** Opening Extracted data block **
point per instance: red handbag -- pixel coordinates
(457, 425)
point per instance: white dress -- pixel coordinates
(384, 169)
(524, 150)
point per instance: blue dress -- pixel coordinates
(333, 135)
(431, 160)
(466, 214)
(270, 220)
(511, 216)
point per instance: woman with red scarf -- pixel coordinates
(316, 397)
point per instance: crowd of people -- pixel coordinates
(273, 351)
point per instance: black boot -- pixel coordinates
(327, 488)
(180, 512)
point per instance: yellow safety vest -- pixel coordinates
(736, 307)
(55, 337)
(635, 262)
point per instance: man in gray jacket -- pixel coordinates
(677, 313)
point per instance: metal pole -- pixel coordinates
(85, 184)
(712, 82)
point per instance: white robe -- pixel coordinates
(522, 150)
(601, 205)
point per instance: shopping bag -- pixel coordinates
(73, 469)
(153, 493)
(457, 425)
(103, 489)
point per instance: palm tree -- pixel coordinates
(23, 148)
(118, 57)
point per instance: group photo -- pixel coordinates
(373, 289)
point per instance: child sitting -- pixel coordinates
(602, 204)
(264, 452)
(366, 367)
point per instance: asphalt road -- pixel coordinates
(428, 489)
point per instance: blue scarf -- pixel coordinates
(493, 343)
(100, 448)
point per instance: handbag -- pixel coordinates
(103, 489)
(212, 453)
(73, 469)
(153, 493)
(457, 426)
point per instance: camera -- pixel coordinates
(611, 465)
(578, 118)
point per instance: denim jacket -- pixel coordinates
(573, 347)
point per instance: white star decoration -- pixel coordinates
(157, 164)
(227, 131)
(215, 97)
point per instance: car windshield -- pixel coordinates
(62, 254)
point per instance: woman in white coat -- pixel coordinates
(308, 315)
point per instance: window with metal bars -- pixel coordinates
** Closing Extracted data block **
Produce a verbatim copy of the lines from the one holding "point per instance: shopping" to the final line of the data, and nothing more.

-- Exercise answer --
point per instance: shopping bag -- pixel coordinates
(73, 469)
(153, 493)
(457, 425)
(103, 489)
point per instance: palm tree -- pixel coordinates
(23, 148)
(118, 57)
point per instance: group photo -- pixel coordinates
(373, 289)
point per instance: child sitting -- pixel coordinates
(602, 204)
(264, 452)
(366, 367)
point per instance: asphalt road -- pixel coordinates
(428, 489)
point per instance: blue scarf -- pixel coordinates
(493, 343)
(100, 448)
point per instance: handbag -- pixel coordinates
(103, 489)
(212, 453)
(73, 469)
(153, 493)
(457, 426)
point per instance: camera -- pixel coordinates
(611, 465)
(578, 118)
point per instance: denim jacket -- pixel coordinates
(573, 347)
point per instance: white star decoration -- pixel coordinates
(157, 164)
(227, 131)
(215, 97)
point per instance: car windshield -- pixel coordinates
(62, 254)
point per instance: woman in white coat -- pixel coordinates
(308, 315)
point per instance: window with metal bars -- pixel coordinates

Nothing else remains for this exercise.